Content starts

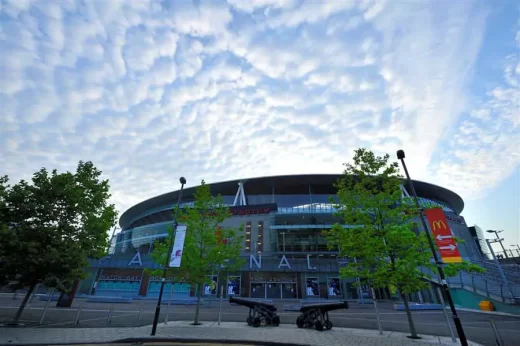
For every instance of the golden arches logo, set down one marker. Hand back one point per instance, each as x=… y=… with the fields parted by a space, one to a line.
x=437 y=224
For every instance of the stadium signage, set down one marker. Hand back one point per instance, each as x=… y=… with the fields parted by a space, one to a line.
x=443 y=236
x=284 y=263
x=457 y=219
x=245 y=210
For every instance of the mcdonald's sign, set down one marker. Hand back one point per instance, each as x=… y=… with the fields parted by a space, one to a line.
x=438 y=224
x=443 y=236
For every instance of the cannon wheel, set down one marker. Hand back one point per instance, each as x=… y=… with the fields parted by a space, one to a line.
x=328 y=324
x=318 y=325
x=276 y=321
x=257 y=322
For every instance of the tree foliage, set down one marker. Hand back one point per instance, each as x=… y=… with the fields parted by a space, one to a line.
x=382 y=233
x=208 y=245
x=381 y=239
x=49 y=227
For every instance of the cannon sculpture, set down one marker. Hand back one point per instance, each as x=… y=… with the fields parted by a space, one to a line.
x=258 y=312
x=317 y=315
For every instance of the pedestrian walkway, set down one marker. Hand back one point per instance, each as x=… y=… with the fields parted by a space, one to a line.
x=226 y=331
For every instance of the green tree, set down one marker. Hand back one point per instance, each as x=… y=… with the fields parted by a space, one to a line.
x=48 y=229
x=382 y=236
x=208 y=246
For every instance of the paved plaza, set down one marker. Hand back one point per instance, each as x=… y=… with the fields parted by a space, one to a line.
x=97 y=318
x=226 y=331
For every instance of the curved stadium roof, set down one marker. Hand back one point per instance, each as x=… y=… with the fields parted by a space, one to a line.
x=283 y=185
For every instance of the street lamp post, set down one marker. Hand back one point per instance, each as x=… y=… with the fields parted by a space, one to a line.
x=456 y=319
x=167 y=260
x=499 y=240
x=517 y=248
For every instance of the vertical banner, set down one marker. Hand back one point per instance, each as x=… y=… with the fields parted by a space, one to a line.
x=443 y=236
x=178 y=246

Content ends

▸ **Aim of the task**:
Only the lines from the one containing "For every instance of the vertical" through the end of the records above belong in the output, each exactly as it stands, both ends included.

▸ **Finished exercise**:
For every instance of the vertical banner, set down one marker. Hand back one point per instance, each as x=… y=… with the fields parted by a space, one to a line.
x=443 y=236
x=178 y=246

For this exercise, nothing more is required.